**WHAT THIS TASK INVOLVES:** Copy all lines below containing "truck".
══ DATA RECORDS ══
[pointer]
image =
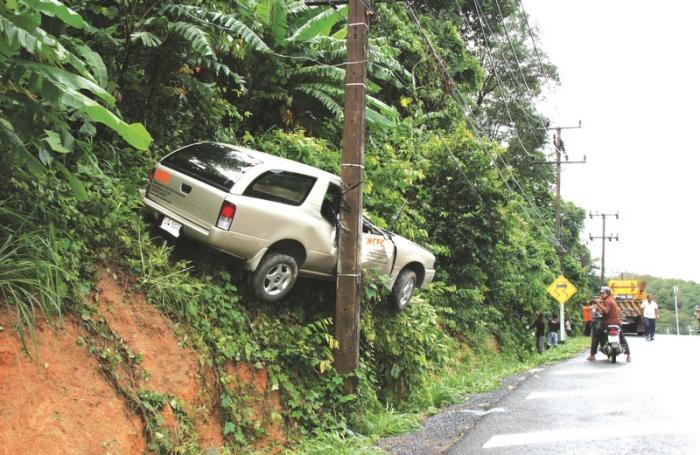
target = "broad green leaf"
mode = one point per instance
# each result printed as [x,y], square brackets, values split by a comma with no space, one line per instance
═══
══ DATA RECORDS ══
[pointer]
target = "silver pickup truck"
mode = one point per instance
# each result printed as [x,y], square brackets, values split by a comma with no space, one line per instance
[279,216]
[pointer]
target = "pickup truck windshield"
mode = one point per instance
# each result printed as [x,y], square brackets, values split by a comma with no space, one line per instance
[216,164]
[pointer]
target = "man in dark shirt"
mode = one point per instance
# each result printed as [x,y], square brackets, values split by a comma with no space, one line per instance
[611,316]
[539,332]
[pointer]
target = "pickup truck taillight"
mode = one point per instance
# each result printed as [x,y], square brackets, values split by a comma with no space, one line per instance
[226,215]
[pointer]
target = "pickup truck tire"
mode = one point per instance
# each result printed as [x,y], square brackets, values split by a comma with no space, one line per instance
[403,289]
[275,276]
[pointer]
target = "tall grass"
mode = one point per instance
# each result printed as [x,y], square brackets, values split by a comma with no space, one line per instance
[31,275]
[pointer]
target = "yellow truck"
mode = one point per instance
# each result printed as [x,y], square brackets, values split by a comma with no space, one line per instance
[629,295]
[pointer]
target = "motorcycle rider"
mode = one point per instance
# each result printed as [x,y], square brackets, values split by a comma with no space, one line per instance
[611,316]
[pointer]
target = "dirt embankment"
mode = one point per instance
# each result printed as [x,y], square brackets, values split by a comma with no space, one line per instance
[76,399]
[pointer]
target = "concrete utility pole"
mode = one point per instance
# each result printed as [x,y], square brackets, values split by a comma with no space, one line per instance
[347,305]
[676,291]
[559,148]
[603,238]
═══
**EXPECTED ANSWER:**
target = "silver pickup truck"
target = "pickup truck windshield"
target = "pickup truck taillight"
target = "pickup truck tire"
target = "yellow truck"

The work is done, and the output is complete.